I could have picked up on any one of those three, but it was Virginia Woolf’s Mrs Dalloway that popped into my head.

Fiona Melrose’s Johannesburg is an enjoyable South African take on Woolf’s novel.

Leading me to Gil Scott Heron’s posthumous memoir The Last Holiday because I can’t say Johannesburg without hearing his song of the same name in my head and remembering bellowing it out across a Somerset field in early Womad days.

Heron was a poet as well as a musician leading me to another poet’s memoir The Life and Rhymes of Benjamin Zephaniah. Sadly, both are no longer with us.

Zephaniah was born in Birmingham the setting for my favourite novel by Jonathan Coe, The Rotters’ Club.

Coe’s novels frequently have a state-of-the-nation theme running through them as do Amanda Craig’s. I thought The Lie of the Land, her Brexit novel, was much better than Coe’s Middle England.

This month’s Six Degrees has taken me from a tour of literary Britain to a state-of-the-nation novel set in Cornwall with a brief stop in South Africa along the way. Part of the fun of this meme is comparing the very different routes other bloggers take from each month’s starting point. If you’re interested, you can follow it on Twitter with the hashtag #6Degrees, check out the links over at Kate’s blog or perhaps even join in.

28 thoughts on “Six Degrees of Separation – After Story to The Lie of the Land”

  1. Enjoyed your chain, Susan. The only one I’ve read is Mrs Dalloway and your mention of it and Johannesburg reminded me I need to revisit the book itself before I start an essay on it I have waiting on my TBR. Somehow (with the exception of Flush), I’ve got on better with her essays than her fiction so far.

Material supplied >>
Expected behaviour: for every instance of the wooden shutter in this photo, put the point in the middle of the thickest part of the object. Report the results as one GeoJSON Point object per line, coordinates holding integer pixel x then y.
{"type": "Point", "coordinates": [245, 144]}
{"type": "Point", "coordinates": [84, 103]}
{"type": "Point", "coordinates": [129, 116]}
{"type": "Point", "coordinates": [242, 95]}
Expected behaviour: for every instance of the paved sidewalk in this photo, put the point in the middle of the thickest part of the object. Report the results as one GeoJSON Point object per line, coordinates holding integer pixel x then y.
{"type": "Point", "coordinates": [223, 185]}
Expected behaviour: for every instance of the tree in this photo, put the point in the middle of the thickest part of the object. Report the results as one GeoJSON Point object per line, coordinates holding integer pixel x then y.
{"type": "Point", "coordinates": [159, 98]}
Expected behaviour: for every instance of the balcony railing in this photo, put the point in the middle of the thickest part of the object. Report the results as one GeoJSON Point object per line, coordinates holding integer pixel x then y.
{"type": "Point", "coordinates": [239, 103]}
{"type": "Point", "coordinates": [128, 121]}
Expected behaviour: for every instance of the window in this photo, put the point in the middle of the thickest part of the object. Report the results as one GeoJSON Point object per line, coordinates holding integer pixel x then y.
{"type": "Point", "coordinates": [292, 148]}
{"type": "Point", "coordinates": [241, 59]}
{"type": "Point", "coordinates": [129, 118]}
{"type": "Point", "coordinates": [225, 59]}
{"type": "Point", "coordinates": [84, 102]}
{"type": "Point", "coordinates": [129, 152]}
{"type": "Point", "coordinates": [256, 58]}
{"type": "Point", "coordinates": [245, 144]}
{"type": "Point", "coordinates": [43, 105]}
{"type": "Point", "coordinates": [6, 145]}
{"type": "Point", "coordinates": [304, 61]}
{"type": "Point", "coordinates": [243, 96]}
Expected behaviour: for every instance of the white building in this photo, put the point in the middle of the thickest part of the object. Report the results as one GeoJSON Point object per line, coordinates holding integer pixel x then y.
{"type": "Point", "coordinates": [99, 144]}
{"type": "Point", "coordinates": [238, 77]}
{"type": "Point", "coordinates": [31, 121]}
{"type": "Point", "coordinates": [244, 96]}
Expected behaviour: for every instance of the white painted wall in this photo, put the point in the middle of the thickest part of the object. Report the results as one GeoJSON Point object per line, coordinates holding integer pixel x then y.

What is asked >>
Return, word for word, the stretch of the Six Degrees post above that begins with the words containing "This month’s Six" and ends with "fiction so far.".

Result >>
This month’s Six Degrees has taken me from a tour of literary Britain to a state-of-the-nation novel set in Cornwall with a brief stop in South Africa along the way. Part of the fun of this meme is comparing the very different routes other bloggers take from each month’s starting point. If you’re interested, you can follow it on Twitter with the hashtag #6Degrees, check out the links over at Kate’s blog or perhaps even join in.

28 thoughts on “Six Degrees of Separation – After Story to The Lie of the Land”

  1. Enjoyed your chain, Susan. The only one I’ve read is Mrs Dalloway and your mention of it and Johannesburg reminded me I need to revisit the book itself before I start an essay on it I have waiting on my TBR. Somehow (with the exception of Flush), I’ve got on better with her essays than her fiction so far.